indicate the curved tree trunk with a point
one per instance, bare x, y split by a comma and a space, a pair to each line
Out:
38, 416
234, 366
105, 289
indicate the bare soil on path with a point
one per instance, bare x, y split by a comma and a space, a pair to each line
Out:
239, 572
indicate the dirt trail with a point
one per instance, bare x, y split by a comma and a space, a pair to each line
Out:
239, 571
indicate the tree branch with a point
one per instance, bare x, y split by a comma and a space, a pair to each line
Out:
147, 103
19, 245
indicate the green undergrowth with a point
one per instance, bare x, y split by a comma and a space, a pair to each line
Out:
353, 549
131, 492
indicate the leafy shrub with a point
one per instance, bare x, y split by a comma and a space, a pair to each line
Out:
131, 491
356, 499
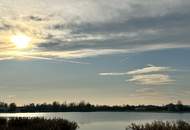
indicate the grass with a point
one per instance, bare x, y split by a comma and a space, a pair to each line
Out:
36, 124
160, 125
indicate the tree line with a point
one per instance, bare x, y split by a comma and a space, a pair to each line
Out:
87, 107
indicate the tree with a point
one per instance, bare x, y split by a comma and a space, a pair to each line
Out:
12, 107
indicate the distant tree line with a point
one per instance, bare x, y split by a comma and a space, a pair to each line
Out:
87, 107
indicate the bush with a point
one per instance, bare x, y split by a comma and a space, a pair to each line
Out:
36, 124
160, 125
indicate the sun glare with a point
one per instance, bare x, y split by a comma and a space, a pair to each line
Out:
21, 41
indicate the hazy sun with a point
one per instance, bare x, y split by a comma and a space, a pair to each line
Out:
21, 41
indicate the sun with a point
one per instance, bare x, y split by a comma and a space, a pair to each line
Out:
21, 41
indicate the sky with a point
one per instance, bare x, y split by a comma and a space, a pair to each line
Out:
103, 52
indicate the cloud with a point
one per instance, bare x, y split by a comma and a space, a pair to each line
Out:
112, 74
151, 79
149, 69
96, 28
150, 75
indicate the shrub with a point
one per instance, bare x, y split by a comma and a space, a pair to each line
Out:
160, 125
36, 124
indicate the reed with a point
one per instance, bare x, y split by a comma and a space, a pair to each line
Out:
160, 125
36, 124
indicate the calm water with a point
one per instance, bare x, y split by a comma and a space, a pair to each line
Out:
106, 120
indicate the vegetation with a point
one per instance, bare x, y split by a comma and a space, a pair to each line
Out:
36, 124
87, 107
159, 125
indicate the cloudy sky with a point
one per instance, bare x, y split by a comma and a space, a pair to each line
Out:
104, 52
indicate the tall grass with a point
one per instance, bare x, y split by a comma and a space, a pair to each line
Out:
160, 125
36, 124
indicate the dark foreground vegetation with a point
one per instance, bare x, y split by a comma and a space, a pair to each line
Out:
36, 124
159, 125
87, 107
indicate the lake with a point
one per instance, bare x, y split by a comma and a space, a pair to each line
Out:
106, 120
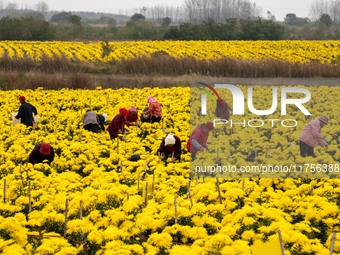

—————

__Written instruction__:
Please reproduce all of the material above word for word, leaving the pictures out.

__The output__:
indicate the curved tree trunk with a point
one per instance, bare x, y split by a comma and a space, a pair to each line
Out:
38, 416
234, 366
105, 289
indicate the bare soil on path with a point
one per instance, bare x, y split by a comma and a space, a pair to each line
Out:
239, 572
indicate the dirt trail with a point
one per instance, bare x, y split by a comma and a space, a pair to each line
Out:
239, 571
indicate the tree branch with a point
one per instance, bare x, y split by a comma and a space, a pair to each line
Out:
147, 103
19, 245
indicate the green undergrowth with a point
one per instance, bare x, y split by a comma and a space, a pair to each line
Out:
353, 549
131, 492
indicate the leafy shrub with a point
one per instance, bare x, y split by a comma and a space, a pair to each line
Out:
131, 491
356, 499
indicate the grass with a point
one per instance, bare x, y split by a comma and a space, a pair to each line
Out:
36, 124
160, 125
indicate the tree line with a point
one per instance, bare x, y split by a comma and a space, a pair to each line
Out:
87, 107
indicate the tree with a point
one per instance, bare x, y split by a comma and a space, a pair to each line
Out:
12, 107
indicate the distant tree line with a point
one per instance, bare x, y split by a comma and a space, a pair to each line
Out:
87, 107
indicate the bush with a point
one per instance, bare x, y split by a comma and a space, a pair to each line
Out:
36, 124
160, 125
indicate the sun glare with a point
one per instance, bare x, y split by a comma and a space, a pair to each line
Out:
21, 41
indicate the hazy sun with a point
one per instance, bare x, y split by a comma and a space, a pair to each line
Out:
21, 41
indicate the sun with a point
one per instance, bare x, y split by a comma and a space, a pair to each line
Out:
21, 41
indicate the sky with a point
one per instance, bare x, y split by a comma and a space, a pair to each line
Out:
103, 52
indicate the cloud with a point
one per instance, bare x, y split by a comma and a space, a pair to each line
Out:
112, 74
151, 79
149, 69
96, 28
150, 75
indicate the shrub with a point
one per instance, bare x, y split by a comma and a space, a pair to each line
Out:
160, 125
36, 124
indicate the reed with a point
one per instance, bare x, y split by a comma and a space, a pair to each line
Out:
160, 125
36, 124
indicate the calm water with a point
one per instance, bare x, y split by a comma and a space, a pair to each line
Out:
106, 120
indicate the vegetation with a point
one per instance, bare x, y split by a comma and a space, a pair to each line
Out:
36, 124
87, 107
159, 125
indicate the cloudy sky with a point
one per instance, bare x, y split by a comma and a space, a pair to each line
Out:
104, 52
indicate the tall grass with a point
one per instance, bare x, y split by a comma and a space, a pair to each line
Out:
160, 125
36, 124
indicate the dark foreground vegetation with a point
one per instance, bare x, y split by a comma and a space, a pair to each line
Out:
36, 124
159, 125
87, 107
indicate the lake with a point
one per instance, bare x, y split by a comma and a space, a pair to each line
Out:
106, 120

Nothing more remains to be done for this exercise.